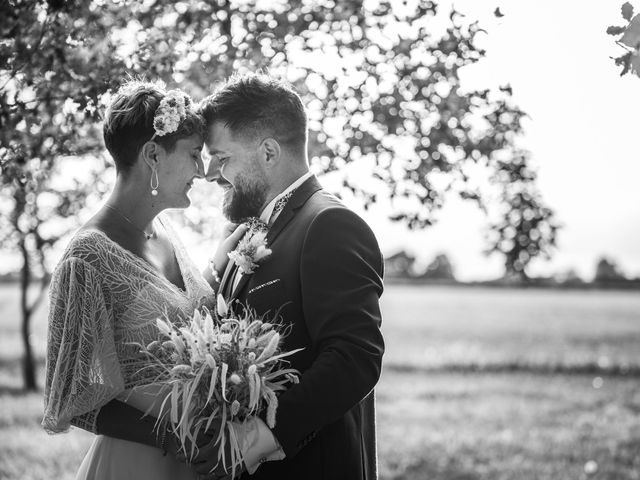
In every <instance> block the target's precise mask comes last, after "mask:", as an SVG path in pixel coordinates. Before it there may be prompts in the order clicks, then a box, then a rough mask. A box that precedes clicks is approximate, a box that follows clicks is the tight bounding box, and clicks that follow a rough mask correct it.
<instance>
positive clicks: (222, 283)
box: [220, 259, 238, 299]
mask: <svg viewBox="0 0 640 480" xmlns="http://www.w3.org/2000/svg"><path fill="white" fill-rule="evenodd" d="M237 268H238V267H237V265H236V262H234V261H233V260H231V259H229V261H228V262H227V268H225V269H224V273H223V274H222V280H220V293H221V294H222V296H223V297H224V298H225V299H228V298H229V295H230V294H231V288H232V287H233V285H229V282H231V280H232V279H233V273H234V272H235V271H236V269H237Z"/></svg>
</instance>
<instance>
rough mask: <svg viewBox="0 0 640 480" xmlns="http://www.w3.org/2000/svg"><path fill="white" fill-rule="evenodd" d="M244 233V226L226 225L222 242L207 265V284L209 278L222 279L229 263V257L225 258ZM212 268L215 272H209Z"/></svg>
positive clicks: (243, 225) (245, 230) (234, 248)
mask: <svg viewBox="0 0 640 480" xmlns="http://www.w3.org/2000/svg"><path fill="white" fill-rule="evenodd" d="M246 231H247V226H246V225H245V224H241V225H236V224H233V223H229V224H227V225H226V227H225V229H224V232H223V238H224V240H223V241H222V242H220V245H218V249H217V250H216V253H215V255H214V256H213V258H212V259H211V263H210V264H209V267H208V268H207V271H206V274H205V276H206V277H207V280H209V283H212V282H211V281H210V278H213V279H215V278H216V277H217V278H218V279H221V278H222V275H223V274H224V270H225V269H226V268H227V263H228V262H229V257H228V256H227V254H228V253H229V252H232V251H233V250H234V249H235V248H236V245H238V242H239V241H240V239H241V238H242V236H243V235H244V234H245V232H246ZM213 268H215V272H213V271H210V270H212V269H213ZM208 274H210V275H208ZM218 281H219V280H218Z"/></svg>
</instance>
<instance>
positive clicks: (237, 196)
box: [222, 178, 267, 223]
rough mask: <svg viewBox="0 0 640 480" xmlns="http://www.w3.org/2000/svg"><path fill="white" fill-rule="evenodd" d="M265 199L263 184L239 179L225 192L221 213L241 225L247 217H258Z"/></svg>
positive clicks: (256, 182)
mask: <svg viewBox="0 0 640 480" xmlns="http://www.w3.org/2000/svg"><path fill="white" fill-rule="evenodd" d="M266 198H267V186H266V184H265V183H264V182H260V181H256V180H253V181H252V180H249V179H247V178H239V179H238V181H237V182H236V185H235V186H234V187H229V189H228V190H227V191H226V192H225V195H224V201H223V204H222V211H223V213H224V216H225V217H227V218H228V219H229V221H231V222H233V223H241V222H243V221H244V220H246V219H247V218H249V217H259V216H260V212H261V210H262V207H263V205H264V202H265V200H266Z"/></svg>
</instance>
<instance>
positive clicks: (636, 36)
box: [620, 15, 640, 48]
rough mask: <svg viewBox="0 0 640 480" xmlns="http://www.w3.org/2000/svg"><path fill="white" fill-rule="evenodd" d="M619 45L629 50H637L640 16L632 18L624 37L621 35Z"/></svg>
mask: <svg viewBox="0 0 640 480" xmlns="http://www.w3.org/2000/svg"><path fill="white" fill-rule="evenodd" d="M620 43H623V44H625V45H626V46H628V47H631V48H638V44H639V43H640V15H636V16H635V17H633V19H632V20H631V22H630V23H629V26H628V27H627V30H626V31H625V32H624V35H622V38H621V39H620Z"/></svg>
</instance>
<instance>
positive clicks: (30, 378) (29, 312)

# WRITTEN TASK
Arrange the listing above as a JSON list of strings, with one string for each line. Omit blank lines and leave out the pictures.

# TASK OUTPUT
[
  "In every <instance> block the target's precise mask comes last, after \"mask:\", as an SVG path in pixel coordinates. Before it there may be prompts in the order clicks, then a box, then a rough mask. A box that precedes clicks is approximate, a box that follows clicks is the tight bounding box, and clicks that follow a rough mask correct it.",
  "<instance>",
  "positive clicks: (222, 283)",
  "box: [220, 259, 238, 299]",
  "mask: <svg viewBox=\"0 0 640 480\" xmlns=\"http://www.w3.org/2000/svg\"><path fill=\"white\" fill-rule=\"evenodd\" d=\"M237 268H238V267H237V265H236V262H234V261H233V260H231V259H229V261H228V262H227V268H225V269H224V273H223V274H222V280H220V293H221V294H222V296H223V297H224V298H225V299H228V298H229V295H230V294H231V288H232V287H233V285H229V282H231V280H232V279H233V273H234V272H235V271H236V269H237Z\"/></svg>",
  "</instance>",
  "<instance>",
  "rough mask: <svg viewBox=\"0 0 640 480\" xmlns=\"http://www.w3.org/2000/svg\"><path fill=\"white\" fill-rule=\"evenodd\" d=\"M244 233V226L226 225L222 242L207 265V284L209 278L222 279L229 263V257L225 258ZM212 268L215 272H209Z\"/></svg>",
  "positive clicks: (243, 225) (245, 230) (234, 248)",
  "mask: <svg viewBox=\"0 0 640 480\" xmlns=\"http://www.w3.org/2000/svg\"><path fill=\"white\" fill-rule=\"evenodd\" d=\"M246 231H247V226H246V225H245V224H241V225H236V224H233V223H229V224H227V225H226V227H225V229H224V232H223V238H224V240H223V241H222V242H220V245H218V249H217V250H216V253H215V255H214V256H213V258H212V259H211V263H210V264H209V267H208V268H207V271H206V274H205V276H206V277H207V280H209V283H212V282H211V281H210V278H213V279H215V278H216V277H217V278H218V279H221V278H222V275H223V274H224V270H225V269H226V268H227V263H228V262H229V257H228V256H227V254H228V253H229V252H232V251H233V250H234V249H235V248H236V245H238V242H239V241H240V239H241V238H242V236H243V235H244V234H245V232H246ZM213 268H215V272H213V271H210V270H212V269H213ZM208 274H210V275H208ZM218 281H219V280H218Z\"/></svg>",
  "</instance>",
  "<instance>",
  "positive clicks: (237, 196)",
  "box: [222, 178, 267, 223]",
  "rough mask: <svg viewBox=\"0 0 640 480\" xmlns=\"http://www.w3.org/2000/svg\"><path fill=\"white\" fill-rule=\"evenodd\" d=\"M265 199L263 184L239 179L225 192L221 213L241 225L247 217H258Z\"/></svg>",
  "positive clicks: (256, 182)",
  "mask: <svg viewBox=\"0 0 640 480\" xmlns=\"http://www.w3.org/2000/svg\"><path fill=\"white\" fill-rule=\"evenodd\" d=\"M266 198H267V186H266V184H265V183H264V182H260V181H256V180H253V181H252V180H249V179H247V178H239V179H238V181H237V182H236V185H235V186H234V187H229V189H228V190H227V191H226V192H225V195H224V201H223V204H222V211H223V213H224V216H225V217H227V218H228V219H229V221H231V222H233V223H241V222H243V221H244V220H246V219H247V218H249V217H259V216H260V212H261V210H262V207H263V205H264V202H265V200H266Z\"/></svg>",
  "</instance>",
  "<instance>",
  "positive clicks: (636, 36)",
  "box: [620, 15, 640, 48]",
  "rough mask: <svg viewBox=\"0 0 640 480\" xmlns=\"http://www.w3.org/2000/svg\"><path fill=\"white\" fill-rule=\"evenodd\" d=\"M619 45L629 50H637L640 16L632 18L624 37L621 35Z\"/></svg>",
  "mask: <svg viewBox=\"0 0 640 480\" xmlns=\"http://www.w3.org/2000/svg\"><path fill=\"white\" fill-rule=\"evenodd\" d=\"M620 43H623V44H625V45H626V46H628V47H631V48H638V44H639V43H640V15H636V16H635V17H633V19H632V20H631V22H630V23H629V26H628V27H627V30H626V31H625V32H624V35H622V38H621V39H620Z\"/></svg>",
  "</instance>",
  "<instance>",
  "positive clicks: (30, 378) (29, 312)"
]